(Dataset content Opens)

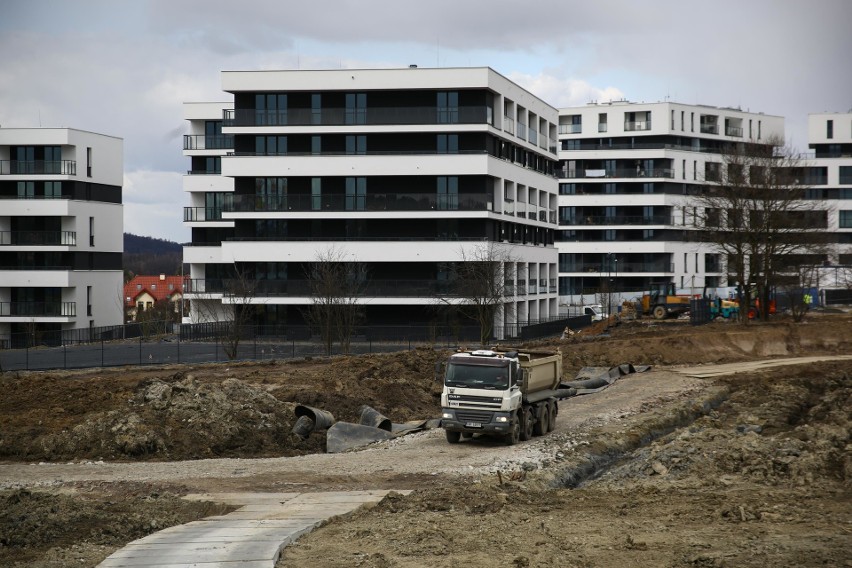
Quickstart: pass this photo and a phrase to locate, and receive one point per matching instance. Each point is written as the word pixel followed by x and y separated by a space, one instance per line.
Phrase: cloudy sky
pixel 124 67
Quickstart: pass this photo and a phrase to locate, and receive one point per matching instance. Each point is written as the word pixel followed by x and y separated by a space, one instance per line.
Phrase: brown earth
pixel 761 480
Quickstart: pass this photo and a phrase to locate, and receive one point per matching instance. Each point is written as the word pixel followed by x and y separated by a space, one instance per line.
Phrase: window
pixel 316 194
pixel 356 108
pixel 448 107
pixel 356 144
pixel 26 190
pixel 52 189
pixel 448 192
pixel 316 108
pixel 448 143
pixel 356 193
pixel 270 145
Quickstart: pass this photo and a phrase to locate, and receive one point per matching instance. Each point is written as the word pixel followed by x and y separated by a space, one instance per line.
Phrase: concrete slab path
pixel 253 536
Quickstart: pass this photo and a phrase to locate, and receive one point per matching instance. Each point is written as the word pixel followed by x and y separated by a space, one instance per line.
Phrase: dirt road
pixel 669 469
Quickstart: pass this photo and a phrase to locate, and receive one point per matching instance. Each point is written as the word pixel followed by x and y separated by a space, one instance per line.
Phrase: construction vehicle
pixel 509 394
pixel 662 302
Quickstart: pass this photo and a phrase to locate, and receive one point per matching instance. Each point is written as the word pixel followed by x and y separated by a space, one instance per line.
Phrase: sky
pixel 125 67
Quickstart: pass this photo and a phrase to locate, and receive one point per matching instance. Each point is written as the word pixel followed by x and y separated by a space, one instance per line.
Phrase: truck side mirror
pixel 439 370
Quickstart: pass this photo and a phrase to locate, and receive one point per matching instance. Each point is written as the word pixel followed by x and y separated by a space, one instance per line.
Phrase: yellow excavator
pixel 661 301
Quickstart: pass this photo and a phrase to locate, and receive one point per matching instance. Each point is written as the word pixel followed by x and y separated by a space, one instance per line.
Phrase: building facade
pixel 407 172
pixel 61 232
pixel 830 141
pixel 627 172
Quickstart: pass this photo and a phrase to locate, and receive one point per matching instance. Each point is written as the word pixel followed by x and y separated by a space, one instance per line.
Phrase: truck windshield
pixel 477 376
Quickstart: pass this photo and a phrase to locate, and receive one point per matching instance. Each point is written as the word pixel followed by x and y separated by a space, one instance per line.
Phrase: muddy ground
pixel 761 479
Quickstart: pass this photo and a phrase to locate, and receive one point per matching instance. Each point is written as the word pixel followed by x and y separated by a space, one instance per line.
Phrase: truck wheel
pixel 527 422
pixel 543 420
pixel 514 435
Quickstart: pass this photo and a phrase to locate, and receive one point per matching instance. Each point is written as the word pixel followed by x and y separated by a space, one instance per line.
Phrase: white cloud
pixel 565 92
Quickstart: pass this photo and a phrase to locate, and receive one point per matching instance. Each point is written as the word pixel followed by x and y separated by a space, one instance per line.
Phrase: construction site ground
pixel 690 464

(Dataset content Closes)

_Work item:_ What this calls for is the material above set down exactly, pictures excluded.

_Solution:_
Quickstart: pass this photo and a phrase to locate, and receive one point per matching instance. Each point is written as the word pixel followed by x and y separated by a space, one instance per line.
Phrase: cloudy sky
pixel 124 67
Quickstart: pass this photo and a phrase to locate, and receive one point per matching instance. Each point is written as the word pixel followed by x and y separated by a space, one instance per line.
Phrase: brown earth
pixel 761 480
Quickstart: pass this photo and a phrase to locate, and receive one point per matching instance. Each point is written as the word pixel followed by x and y separated by a space, one instance per line.
Phrase: window
pixel 316 194
pixel 356 108
pixel 448 107
pixel 356 144
pixel 26 190
pixel 52 189
pixel 448 192
pixel 316 108
pixel 448 143
pixel 356 193
pixel 270 145
Quickstart: pass this photo and a phrase to locate, and receive one point per matching instance. Each point is written as the word pixel followed by x and y separated by a space, one instance per line.
Phrase: concrete slab path
pixel 253 536
Quickstart: pass this photo and a phrase to locate, and receive one point per matching instance. Each point is written as the word pixel followed by x and y separated by a space, one instance per line.
Phrase: dirt road
pixel 669 469
Quickstart: pass this photo and a phrase to locate, and receive one point per matching instance. Each point is written as the word pixel followed by x and y separated by a space, one instance per line.
Phrase: construction vehicle
pixel 509 394
pixel 662 302
Quickstart: pass this photo and a phrase to locate, and receive one point per matching instance. Each point is written as the word pixel followed by x and y separated by a space, one instance per line.
Phrase: sky
pixel 125 67
Quickstart: pass this photo and a phrase to locate, and receive one point per matching instance. Each point is written as the word pixel followed by x and y separated by a space, one instance per line.
Phrase: truck side mirror
pixel 439 370
Quickstart: pass this photo and a phrase to locate, and receive one point per matching instance. Each point is written as the word pixel followed by x and y separated by a space, one instance per line.
Phrase: yellow excavator
pixel 661 301
Quickstart: pass this photo and a phrase to locate, and receive one point per matching instance. Each point is written as the word pixel followed by x and y separated by a space, one instance per line.
Phrase: building facade
pixel 407 172
pixel 61 232
pixel 830 141
pixel 627 172
Quickstart: pass this photo and a phrase to locate, and receive one point per matching instance. Each point is written as the word pixel followed by x and y separated by a space, one instance per line.
Phrase: truck windshield
pixel 477 376
Quickstart: pass this photo and a phrase to locate, and receive one point per matching instance. Each point is written as the word pixel followed by x and y separated by a space, one instance per line.
Phrase: muddy ground
pixel 761 479
Quickstart: pass this photo and a phrase to locate, and receive one point per matching instance. Each point is written as the word pixel followed by x and y separated by a space, one instance per line.
Phrase: truck wheel
pixel 527 422
pixel 543 420
pixel 514 435
Quickstart: pass this photo and a phrase to locate, and receive one point per matching instance. Each point is written as the word pixel followed by x and y separated by a space, one instance per line.
Phrase: white cloud
pixel 565 92
Quickstart: pass this photo and a phrase to locate, and receive one point per matching instance. Each point is written as the word pixel followed by x and y separated by a space, one instance per line.
Phrase: construction site ground
pixel 690 464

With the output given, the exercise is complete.